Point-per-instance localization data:
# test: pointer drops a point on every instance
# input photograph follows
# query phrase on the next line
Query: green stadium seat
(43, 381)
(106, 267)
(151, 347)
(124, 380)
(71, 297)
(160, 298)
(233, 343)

### Problem statement
Could you give the records again, exactly as they appear?

### Response to the task
# test: pointer drops a point on every instance
# input photograph follows
# query phrase on the next line
Query: green stadium seat
(43, 381)
(106, 267)
(151, 347)
(124, 380)
(71, 297)
(160, 298)
(233, 343)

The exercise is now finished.